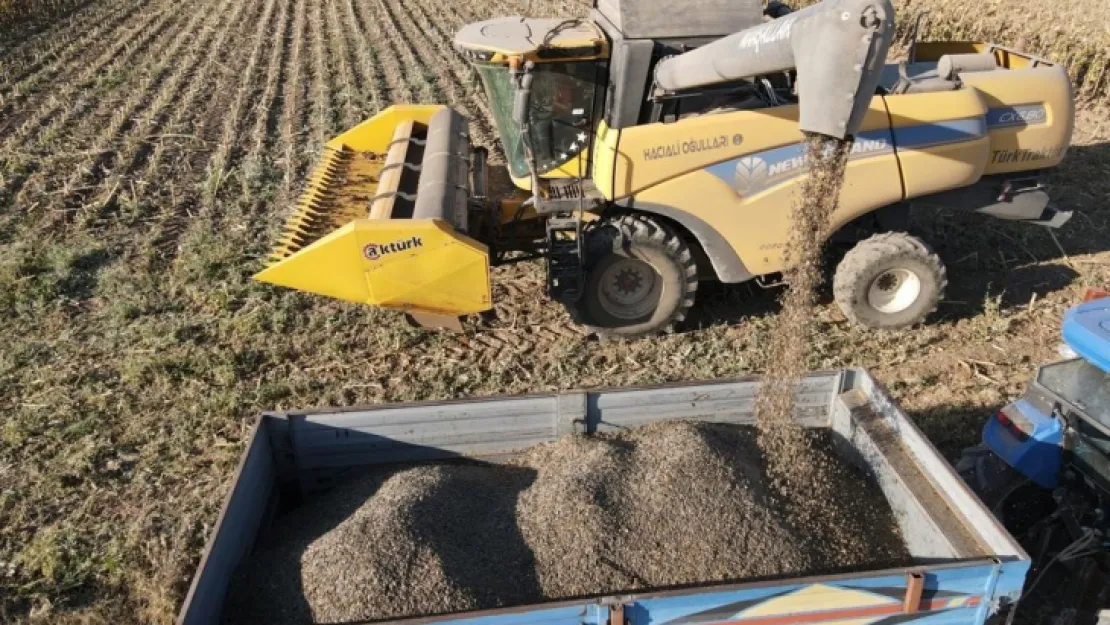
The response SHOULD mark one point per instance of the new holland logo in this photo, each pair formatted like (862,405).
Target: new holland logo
(750,173)
(376,251)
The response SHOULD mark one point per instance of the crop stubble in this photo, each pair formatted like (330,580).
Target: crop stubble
(144,174)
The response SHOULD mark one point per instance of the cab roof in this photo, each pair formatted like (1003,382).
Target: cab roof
(532,39)
(1087,332)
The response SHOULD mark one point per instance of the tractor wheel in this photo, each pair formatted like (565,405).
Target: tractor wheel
(889,281)
(641,279)
(988,476)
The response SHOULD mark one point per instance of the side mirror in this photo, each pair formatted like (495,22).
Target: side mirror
(522,98)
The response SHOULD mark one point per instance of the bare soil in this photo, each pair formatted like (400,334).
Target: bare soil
(664,505)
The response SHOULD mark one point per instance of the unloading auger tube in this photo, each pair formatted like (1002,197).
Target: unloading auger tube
(837,47)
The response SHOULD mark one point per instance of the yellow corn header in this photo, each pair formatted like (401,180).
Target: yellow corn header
(383,220)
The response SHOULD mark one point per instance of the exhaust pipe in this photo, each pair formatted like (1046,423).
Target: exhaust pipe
(838,48)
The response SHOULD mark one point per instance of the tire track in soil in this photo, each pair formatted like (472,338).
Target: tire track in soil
(458,74)
(62,57)
(174,220)
(113,169)
(14,153)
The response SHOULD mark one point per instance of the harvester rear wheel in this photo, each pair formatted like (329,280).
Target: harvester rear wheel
(641,279)
(889,281)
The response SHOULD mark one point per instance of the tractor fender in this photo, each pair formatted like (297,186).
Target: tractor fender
(726,264)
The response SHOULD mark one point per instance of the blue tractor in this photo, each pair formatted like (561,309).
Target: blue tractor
(1043,469)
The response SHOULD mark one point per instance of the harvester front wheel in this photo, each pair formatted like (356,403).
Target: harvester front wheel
(889,281)
(641,279)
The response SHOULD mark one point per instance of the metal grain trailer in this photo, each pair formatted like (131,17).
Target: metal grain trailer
(966,567)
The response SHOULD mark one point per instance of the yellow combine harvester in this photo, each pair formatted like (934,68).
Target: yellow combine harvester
(653,148)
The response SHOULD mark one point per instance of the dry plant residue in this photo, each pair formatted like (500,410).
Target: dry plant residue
(666,504)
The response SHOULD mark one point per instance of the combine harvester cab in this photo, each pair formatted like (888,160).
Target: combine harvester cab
(384,220)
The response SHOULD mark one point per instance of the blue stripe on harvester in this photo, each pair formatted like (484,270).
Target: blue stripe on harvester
(758,171)
(939,133)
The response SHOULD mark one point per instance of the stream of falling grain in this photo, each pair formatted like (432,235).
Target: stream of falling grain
(801,474)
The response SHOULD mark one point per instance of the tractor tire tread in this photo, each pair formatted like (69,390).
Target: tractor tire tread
(884,248)
(634,229)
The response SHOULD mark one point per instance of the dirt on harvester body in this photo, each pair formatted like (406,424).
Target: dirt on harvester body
(666,504)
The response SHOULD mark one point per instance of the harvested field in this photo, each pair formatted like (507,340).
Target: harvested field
(666,504)
(149,154)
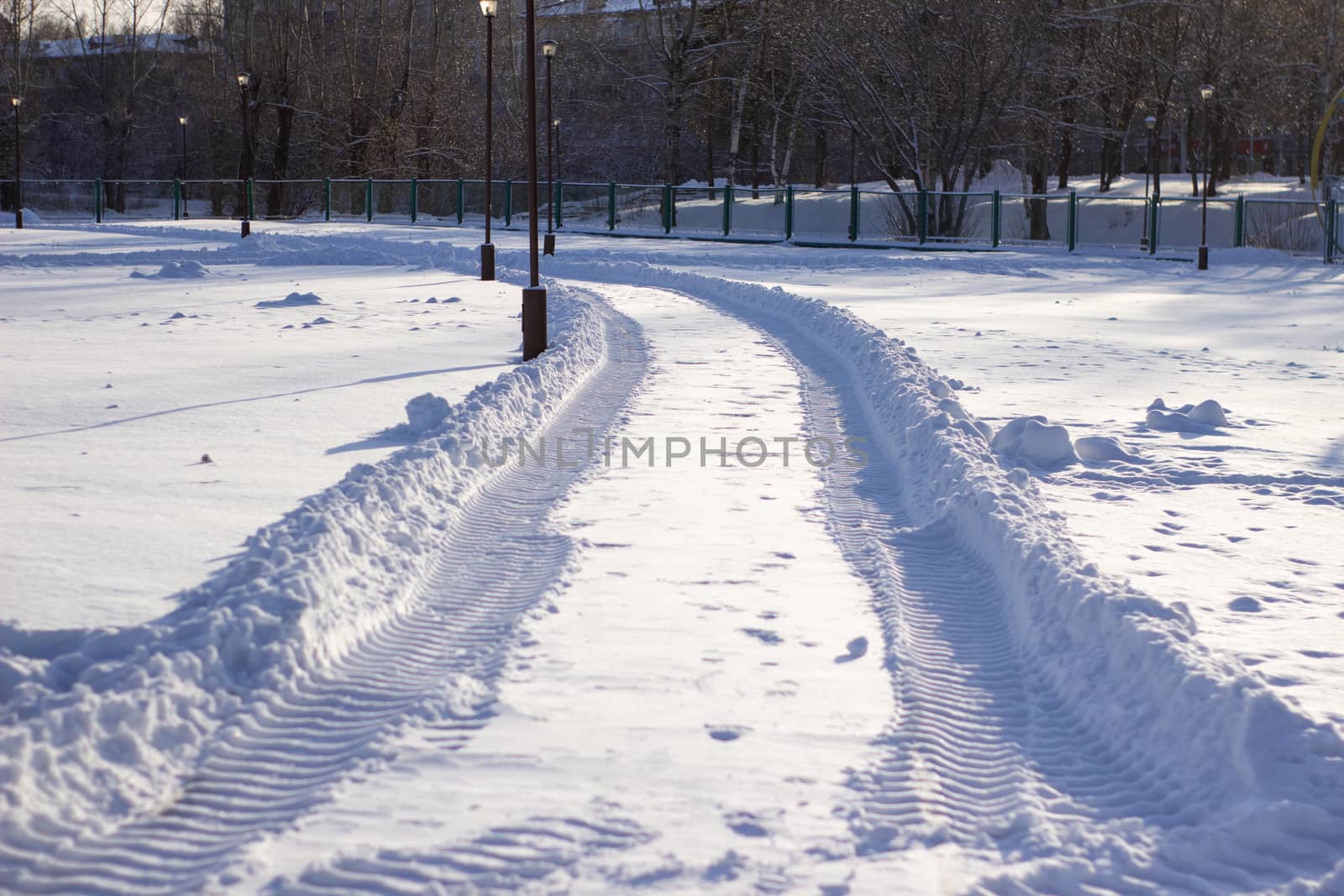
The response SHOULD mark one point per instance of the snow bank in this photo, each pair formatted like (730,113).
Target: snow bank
(1124,664)
(188,269)
(1189,418)
(100,725)
(1035,441)
(293,300)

━━━━━━━━━━━━━━━━━━━━━━━━━━━━━━

Consignes: Extrayez l'ensemble des données ci-dessus en recopiant chaque ligne à l'identique, sans les images, s'il vous plaît.

Solution rédigée:
The response SHOULD mark one point per instance of the new holland logo in this photo, each pair formatted like (862,405).
Target: new holland logo
(750,173)
(376,251)
The response SHOULD mark one point per instance of the crop stubble in this photo, each pair formatted like (330,580).
Target: crop stubble
(144,174)
The response SHOULD mark one point per instance of the cab roof in this photo, each pair formatted like (1003,382).
Target: cab roof
(532,39)
(1087,332)
The response SHOULD mark one point per instance of the tractor wheel in this photo, each pair formatted like (565,405).
Target: tractor wheel
(889,281)
(641,279)
(988,476)
The response SHOULD mark one point per instance of the side mirror in this photo, each pair formatted like (495,22).
Target: side mirror
(522,98)
The response SHOULD mark one point per instance of the bare soil in this photo, each pair formatted like (400,334).
Target: bare soil
(664,505)
The response SHOULD mark one point per instance of the unloading auger tube in this photo, each pair formatted like (1002,197).
Target: unloading auger tube
(837,47)
The response SHOULD mark one point per instance of the yellow corn header in this photo, each pair formatted like (401,180).
Target: yellow corn header
(383,220)
The response SHOULD mark one point per instance of the exhaust pipe in this photo, each pair formatted like (1046,423).
Target: exhaust pipe
(838,48)
The response SHOULD mark one point per instance of the tire track in soil in this photo, each pair formatted like (472,338).
Target: tire track in soil
(458,74)
(62,57)
(174,220)
(113,169)
(14,153)
The response SHOULD mark one point per instance of the harvester rear wheel in this photo, each pair formatted like (329,280).
Target: harvester rear wheel
(641,279)
(889,281)
The response SHOULD mark one point per instance of the tractor fender in this photo, each pair formatted like (297,186).
Target: tractor fender
(726,264)
The response SHOULD mark one point per instance of the blue tractor in this photo, each pair formatted like (561,309).
Target: blue tractor
(1043,469)
The response SHOULD mark one point per instance of the harvester front wheel in this photo, each pair formatted like (356,403).
Target: harvester front wheel
(889,281)
(641,279)
The response SHOULD mark one point per instance of the metal grain trailer in this photo, each pair formatted like (131,17).
Target: metal grain trailer
(966,567)
The response SHOULD mark one point per instance of the yellow combine harvester in this photo, each pair formatted like (934,68).
Target: yellow combine harvester
(653,148)
The response SHOULD mark one point per instance of the dry plant residue in this photo, each pair formatted like (500,410).
Target: dry plant residue
(666,504)
The response SHOULD mark one point per instance of the combine harvester cab in this photo, each pair formatted like (888,160).
Target: combine harvester cab
(384,220)
The response SHOULD mark one point per instance of the blue stripe on harvester in this photo, each pair formatted like (484,270).
Target: blue stripe on harvester
(758,171)
(939,133)
The response SHOULD mark one point per instance of the stream of falling grain in this photo, each pair formatted like (432,235).
Target: stream of falling grain
(801,474)
The response SHOULD mark one point per instance of the tractor tire tread in this photo, each pair formatted like (69,390).
Target: tractor tire tread
(884,248)
(634,229)
The response SHOULD mark one point per instance of the dirt on harvester body in this photo, each pair formatted like (406,424).
Target: dirt on harvester body
(666,504)
The response SHOULD mark one point per instance of the harvested field in this photo, each pair formatted like (507,340).
Target: harvested field
(666,504)
(149,154)
The response SHOULD mark one point per instance of the snow bank in this photo, each pair formatted like (730,113).
Target: snow bank
(1124,664)
(188,269)
(1189,418)
(100,725)
(1035,441)
(293,300)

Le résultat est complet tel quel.